Supplied text:
But I guess if that were true, then shorter cert lives wouldn't save you.
TLS certs should be treated much more akin to SSH host keys in the known hosts file. Browsers should record the cert the first time they see it and then warn me if it changes before it's expiration date, or some time near the expiration date.
Probably not. For browsers to accept this certificate it has to be logged in a certificate transparency log for anyone to see, and no such certificates have been seen to be logged.
This makes sense from a security perspective, insofar as you agree with the baseline position that revocations should always be honored in a timely manner.
If I don't assign an EIP to my EC2 instance and shut it down, I'm nearly guaranteed to get a different IP when I start it again, even if I start it within seconds of shutdown completing.
It'd be quite a challenge to use this behavior maliciously, though. You'd have to get assigned an IP that someone else was using recently, and the person using that IP would need to have also been using TLS with either an IP address certificate or with certificate verification disabled.
Otoh, if you're dealing with browsers, they really like WebPKI certs, and if you're directing load to specific servers in real time, why add DNS and/or a load balancer thing in the middle?
I think a pattern like that is reasonable for a 6-day cert:
- renew every 2 days, and have a "4 day debugging window" - renew every 1 day, and have a "5 day debugging window"
Monitoring options: https://letsencrypt.org/docs/monitoring-options/
This makes me wonder if the scripts I published at https://heyoncall.com/blog/barebone-scripts-to-check-ssl-cer... should have the expiry thresholds defined in units of hours, instead of integer days?
Which should push you to automate the process.

Extracted information:
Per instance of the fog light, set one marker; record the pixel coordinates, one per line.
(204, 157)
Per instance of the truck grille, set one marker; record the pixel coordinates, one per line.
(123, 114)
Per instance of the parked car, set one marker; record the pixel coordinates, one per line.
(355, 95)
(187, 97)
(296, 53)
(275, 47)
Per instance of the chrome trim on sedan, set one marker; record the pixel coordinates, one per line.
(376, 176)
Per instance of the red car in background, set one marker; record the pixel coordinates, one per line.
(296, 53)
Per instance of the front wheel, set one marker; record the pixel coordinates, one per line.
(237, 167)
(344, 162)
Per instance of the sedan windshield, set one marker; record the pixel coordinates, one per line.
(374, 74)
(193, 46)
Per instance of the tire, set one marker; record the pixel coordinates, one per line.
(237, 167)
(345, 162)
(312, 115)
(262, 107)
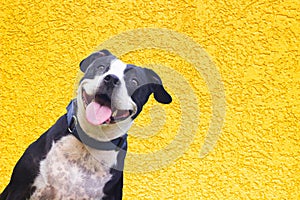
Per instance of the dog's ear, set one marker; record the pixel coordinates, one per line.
(160, 94)
(87, 61)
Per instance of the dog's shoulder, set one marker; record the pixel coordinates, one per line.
(27, 168)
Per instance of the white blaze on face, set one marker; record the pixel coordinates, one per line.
(120, 100)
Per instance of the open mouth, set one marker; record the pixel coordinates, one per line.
(100, 111)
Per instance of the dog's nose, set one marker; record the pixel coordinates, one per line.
(111, 80)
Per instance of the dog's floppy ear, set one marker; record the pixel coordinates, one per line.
(160, 94)
(87, 61)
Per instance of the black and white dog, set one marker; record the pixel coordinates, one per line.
(82, 155)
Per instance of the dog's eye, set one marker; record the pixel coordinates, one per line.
(134, 82)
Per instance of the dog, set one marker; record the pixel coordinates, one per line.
(82, 155)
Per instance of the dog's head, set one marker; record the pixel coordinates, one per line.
(111, 94)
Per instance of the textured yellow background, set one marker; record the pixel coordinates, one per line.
(254, 44)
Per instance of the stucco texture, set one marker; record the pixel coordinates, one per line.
(253, 44)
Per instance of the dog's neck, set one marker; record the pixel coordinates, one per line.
(75, 129)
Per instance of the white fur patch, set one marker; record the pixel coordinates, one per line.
(120, 100)
(71, 172)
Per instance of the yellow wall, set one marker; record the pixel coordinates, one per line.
(254, 45)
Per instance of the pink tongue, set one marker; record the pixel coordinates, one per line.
(97, 114)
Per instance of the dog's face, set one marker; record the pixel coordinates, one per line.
(111, 94)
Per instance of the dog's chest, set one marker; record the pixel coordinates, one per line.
(70, 171)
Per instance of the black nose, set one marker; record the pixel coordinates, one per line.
(111, 80)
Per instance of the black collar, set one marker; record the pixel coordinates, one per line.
(75, 129)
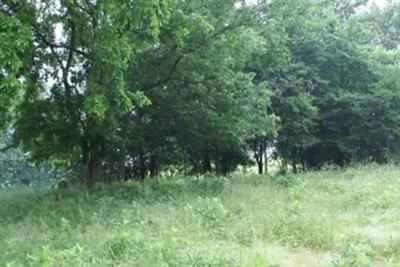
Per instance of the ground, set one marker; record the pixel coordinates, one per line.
(347, 218)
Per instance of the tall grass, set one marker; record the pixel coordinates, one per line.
(329, 218)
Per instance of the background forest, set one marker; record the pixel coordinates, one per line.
(128, 90)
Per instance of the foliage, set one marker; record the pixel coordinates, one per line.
(178, 222)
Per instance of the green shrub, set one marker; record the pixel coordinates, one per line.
(296, 228)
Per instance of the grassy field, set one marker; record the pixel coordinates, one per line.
(336, 218)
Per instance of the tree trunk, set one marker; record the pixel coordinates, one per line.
(142, 166)
(260, 166)
(206, 162)
(265, 161)
(94, 165)
(294, 166)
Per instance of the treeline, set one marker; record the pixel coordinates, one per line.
(131, 88)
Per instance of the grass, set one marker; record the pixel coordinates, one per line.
(339, 218)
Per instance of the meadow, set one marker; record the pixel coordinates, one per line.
(338, 218)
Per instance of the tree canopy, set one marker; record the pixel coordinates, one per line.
(131, 88)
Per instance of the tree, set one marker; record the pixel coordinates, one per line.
(75, 89)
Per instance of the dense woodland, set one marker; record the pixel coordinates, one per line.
(129, 89)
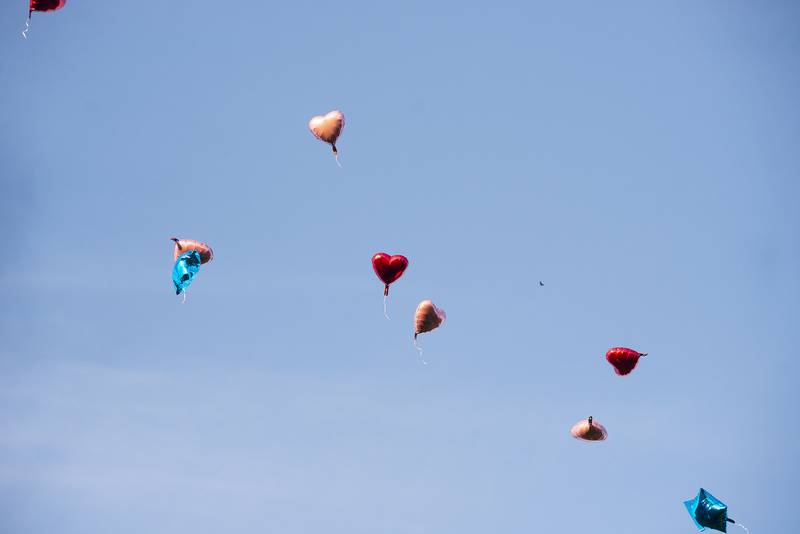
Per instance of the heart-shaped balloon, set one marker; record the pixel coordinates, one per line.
(388, 268)
(624, 360)
(589, 430)
(327, 127)
(427, 317)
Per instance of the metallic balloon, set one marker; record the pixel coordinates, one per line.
(427, 317)
(624, 360)
(388, 268)
(589, 430)
(327, 128)
(186, 267)
(708, 512)
(183, 246)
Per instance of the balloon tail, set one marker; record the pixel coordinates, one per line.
(419, 349)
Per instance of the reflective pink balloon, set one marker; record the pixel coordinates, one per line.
(328, 127)
(589, 430)
(427, 317)
(624, 360)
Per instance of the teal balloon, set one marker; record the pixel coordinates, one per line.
(186, 266)
(708, 512)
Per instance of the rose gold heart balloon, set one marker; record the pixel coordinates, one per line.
(427, 317)
(589, 430)
(327, 128)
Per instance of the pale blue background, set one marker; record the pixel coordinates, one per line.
(639, 158)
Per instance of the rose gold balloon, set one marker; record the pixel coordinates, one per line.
(182, 246)
(427, 317)
(589, 430)
(328, 128)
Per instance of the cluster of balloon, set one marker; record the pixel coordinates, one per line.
(389, 269)
(327, 128)
(41, 6)
(188, 255)
(623, 359)
(709, 512)
(589, 430)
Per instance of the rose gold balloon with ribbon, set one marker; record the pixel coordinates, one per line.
(589, 430)
(427, 317)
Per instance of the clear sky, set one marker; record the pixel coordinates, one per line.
(641, 159)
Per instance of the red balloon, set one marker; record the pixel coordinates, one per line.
(388, 268)
(46, 5)
(624, 360)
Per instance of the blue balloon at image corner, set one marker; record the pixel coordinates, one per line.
(186, 266)
(708, 512)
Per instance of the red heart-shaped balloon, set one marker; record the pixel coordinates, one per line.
(388, 268)
(624, 360)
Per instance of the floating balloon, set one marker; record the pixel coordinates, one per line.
(327, 128)
(428, 317)
(186, 267)
(589, 430)
(41, 6)
(624, 360)
(389, 269)
(185, 245)
(709, 512)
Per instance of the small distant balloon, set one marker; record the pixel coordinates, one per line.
(186, 245)
(327, 128)
(185, 269)
(41, 6)
(589, 430)
(623, 359)
(709, 512)
(427, 317)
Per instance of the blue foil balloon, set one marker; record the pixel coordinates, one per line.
(708, 512)
(185, 268)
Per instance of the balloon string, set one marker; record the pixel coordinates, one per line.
(419, 349)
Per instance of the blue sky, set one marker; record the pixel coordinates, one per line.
(639, 158)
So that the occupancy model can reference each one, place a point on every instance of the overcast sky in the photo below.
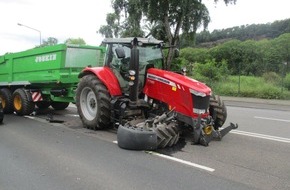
(65, 19)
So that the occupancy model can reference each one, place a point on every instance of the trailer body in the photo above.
(47, 74)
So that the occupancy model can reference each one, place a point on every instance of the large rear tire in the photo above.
(93, 103)
(7, 101)
(218, 111)
(22, 102)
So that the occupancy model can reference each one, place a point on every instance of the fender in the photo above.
(106, 75)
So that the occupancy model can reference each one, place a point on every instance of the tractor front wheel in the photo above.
(22, 102)
(93, 103)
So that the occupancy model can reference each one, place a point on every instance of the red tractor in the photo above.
(150, 106)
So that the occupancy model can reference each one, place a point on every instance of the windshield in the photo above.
(147, 55)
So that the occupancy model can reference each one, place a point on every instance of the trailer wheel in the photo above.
(59, 105)
(1, 112)
(7, 101)
(22, 102)
(93, 103)
(218, 111)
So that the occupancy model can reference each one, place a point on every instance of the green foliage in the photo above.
(166, 19)
(253, 31)
(250, 58)
(75, 41)
(250, 87)
(49, 42)
(287, 81)
(211, 71)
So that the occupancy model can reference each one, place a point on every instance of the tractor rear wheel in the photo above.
(93, 103)
(7, 101)
(218, 111)
(22, 102)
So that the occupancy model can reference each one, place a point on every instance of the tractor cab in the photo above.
(118, 58)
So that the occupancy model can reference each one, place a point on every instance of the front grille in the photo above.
(200, 104)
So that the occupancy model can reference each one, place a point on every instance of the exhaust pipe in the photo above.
(134, 72)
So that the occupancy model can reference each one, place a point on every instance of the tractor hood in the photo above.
(186, 96)
(178, 81)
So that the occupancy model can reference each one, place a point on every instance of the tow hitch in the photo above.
(216, 134)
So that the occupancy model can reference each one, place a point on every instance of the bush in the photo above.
(211, 72)
(255, 87)
(272, 77)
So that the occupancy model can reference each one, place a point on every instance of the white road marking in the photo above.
(261, 136)
(178, 160)
(273, 119)
(181, 161)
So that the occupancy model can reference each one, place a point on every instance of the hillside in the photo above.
(244, 32)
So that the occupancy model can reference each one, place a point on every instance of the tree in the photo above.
(49, 42)
(173, 16)
(76, 41)
(113, 26)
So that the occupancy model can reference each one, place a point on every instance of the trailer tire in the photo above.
(7, 101)
(59, 105)
(93, 103)
(218, 111)
(22, 102)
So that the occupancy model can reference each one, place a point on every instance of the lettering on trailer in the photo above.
(45, 58)
(36, 96)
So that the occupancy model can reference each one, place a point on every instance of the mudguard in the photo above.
(106, 75)
(134, 138)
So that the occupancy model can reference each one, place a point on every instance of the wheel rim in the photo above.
(88, 103)
(17, 102)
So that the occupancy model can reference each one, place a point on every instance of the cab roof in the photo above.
(145, 41)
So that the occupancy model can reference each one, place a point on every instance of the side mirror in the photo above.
(176, 53)
(120, 52)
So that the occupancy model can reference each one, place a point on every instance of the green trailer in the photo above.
(45, 76)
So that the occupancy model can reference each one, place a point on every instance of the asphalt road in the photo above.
(36, 154)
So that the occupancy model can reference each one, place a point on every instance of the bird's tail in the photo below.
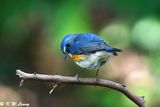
(113, 50)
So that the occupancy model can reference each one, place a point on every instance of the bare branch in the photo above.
(54, 87)
(138, 100)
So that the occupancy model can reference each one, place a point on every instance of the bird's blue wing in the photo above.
(81, 47)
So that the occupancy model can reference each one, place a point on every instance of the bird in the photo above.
(87, 50)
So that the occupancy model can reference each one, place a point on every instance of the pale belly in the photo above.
(94, 61)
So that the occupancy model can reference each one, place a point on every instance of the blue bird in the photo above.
(87, 50)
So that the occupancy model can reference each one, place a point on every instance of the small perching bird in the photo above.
(87, 50)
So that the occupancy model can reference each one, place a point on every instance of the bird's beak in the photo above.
(65, 55)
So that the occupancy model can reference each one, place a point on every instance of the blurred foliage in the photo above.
(30, 36)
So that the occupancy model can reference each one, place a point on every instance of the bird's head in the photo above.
(66, 44)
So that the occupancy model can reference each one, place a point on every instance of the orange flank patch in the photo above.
(77, 57)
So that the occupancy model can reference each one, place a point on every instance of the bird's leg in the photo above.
(97, 74)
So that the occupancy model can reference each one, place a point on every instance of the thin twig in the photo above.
(138, 100)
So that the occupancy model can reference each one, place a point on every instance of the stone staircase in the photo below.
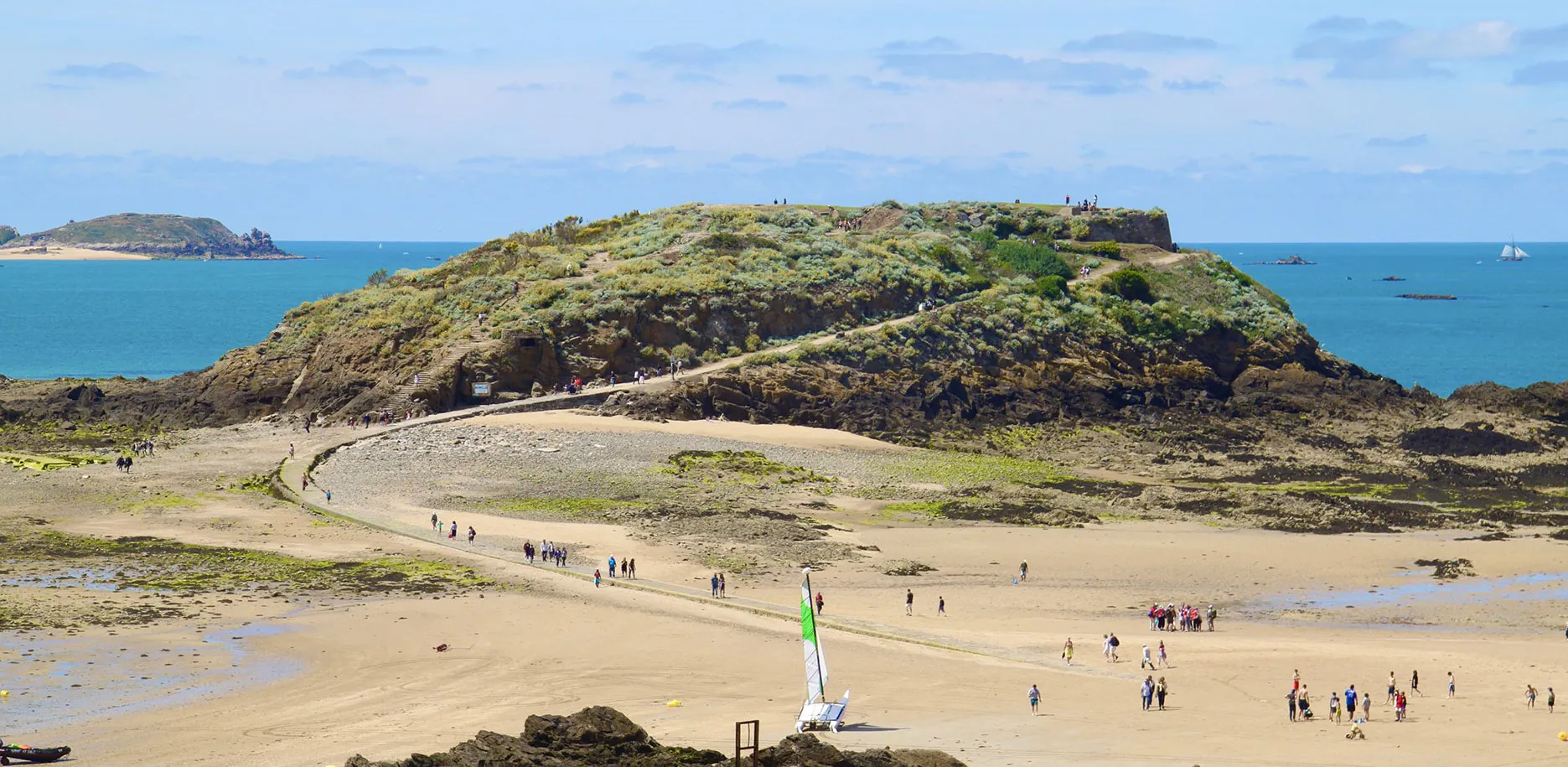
(405, 396)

Objective 1: Rewrite the TLS certificate discussion from "If I don't assign" up to and including "certificate verification disabled.", with "EC2 instance" changed to "cloud server".
Objective 2: In the TLS certificate discussion, list every standalone abbreviation made up only of capital letters.

Exercise answer 1:
If I don't assign an EIP to my cloud server and shut it down, I'm nearly guaranteed to get a different IP when I start it again, even if I start it within seconds of shutdown completing.
It'd be quite a challenge to use this behavior maliciously, though. You'd have to get assigned an IP that someone else was using recently, and the person using that IP would need to have also been using TLS with either an IP address certificate or with certificate verification disabled.

Exercise answer 2: TLS, SSH, EIP, IP, DNS